*Work to be completed*
Collect every line of the listing below that contains the string "ground", and copy each such line in full.

*Dataset records*
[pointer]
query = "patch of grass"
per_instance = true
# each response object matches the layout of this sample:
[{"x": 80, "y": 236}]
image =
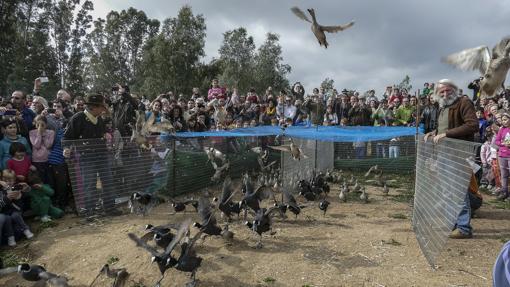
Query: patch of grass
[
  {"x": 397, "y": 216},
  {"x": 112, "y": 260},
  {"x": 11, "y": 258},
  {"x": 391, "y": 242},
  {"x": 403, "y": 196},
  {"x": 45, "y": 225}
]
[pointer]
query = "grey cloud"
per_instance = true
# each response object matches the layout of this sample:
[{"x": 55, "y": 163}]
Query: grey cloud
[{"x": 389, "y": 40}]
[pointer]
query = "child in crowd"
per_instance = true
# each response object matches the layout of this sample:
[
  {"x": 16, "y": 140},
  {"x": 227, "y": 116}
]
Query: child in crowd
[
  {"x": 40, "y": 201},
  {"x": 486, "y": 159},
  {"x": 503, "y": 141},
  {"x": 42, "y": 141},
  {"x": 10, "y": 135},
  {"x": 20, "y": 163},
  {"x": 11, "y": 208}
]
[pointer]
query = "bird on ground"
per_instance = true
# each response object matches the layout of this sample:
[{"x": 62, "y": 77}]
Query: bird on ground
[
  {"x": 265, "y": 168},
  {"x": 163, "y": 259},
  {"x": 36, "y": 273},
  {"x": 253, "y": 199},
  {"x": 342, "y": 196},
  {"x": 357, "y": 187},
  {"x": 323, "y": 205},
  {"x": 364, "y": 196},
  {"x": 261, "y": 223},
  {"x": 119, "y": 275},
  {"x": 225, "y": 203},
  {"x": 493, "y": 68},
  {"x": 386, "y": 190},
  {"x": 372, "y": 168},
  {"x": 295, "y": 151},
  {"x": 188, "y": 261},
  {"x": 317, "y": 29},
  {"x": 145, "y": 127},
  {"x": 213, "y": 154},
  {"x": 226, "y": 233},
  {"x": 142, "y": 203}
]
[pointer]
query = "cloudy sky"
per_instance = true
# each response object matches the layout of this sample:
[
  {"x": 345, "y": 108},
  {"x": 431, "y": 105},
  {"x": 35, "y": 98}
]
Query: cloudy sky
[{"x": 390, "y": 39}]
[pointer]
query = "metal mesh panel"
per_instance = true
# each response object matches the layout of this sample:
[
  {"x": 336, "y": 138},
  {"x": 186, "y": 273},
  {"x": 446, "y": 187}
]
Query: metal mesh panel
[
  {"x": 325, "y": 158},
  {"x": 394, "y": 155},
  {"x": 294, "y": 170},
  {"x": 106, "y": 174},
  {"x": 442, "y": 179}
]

...

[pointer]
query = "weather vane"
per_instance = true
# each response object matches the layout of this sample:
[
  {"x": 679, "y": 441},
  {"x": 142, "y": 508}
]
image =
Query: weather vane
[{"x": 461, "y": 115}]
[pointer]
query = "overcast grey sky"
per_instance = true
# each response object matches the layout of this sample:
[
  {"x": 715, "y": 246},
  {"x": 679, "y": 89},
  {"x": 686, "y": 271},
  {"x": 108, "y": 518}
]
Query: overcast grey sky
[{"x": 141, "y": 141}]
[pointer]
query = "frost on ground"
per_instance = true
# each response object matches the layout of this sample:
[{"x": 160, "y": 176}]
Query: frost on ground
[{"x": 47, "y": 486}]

*Exercise result*
query = "bird on ground"
Query: bird on ground
query = "frost on ground"
Query: frost on ground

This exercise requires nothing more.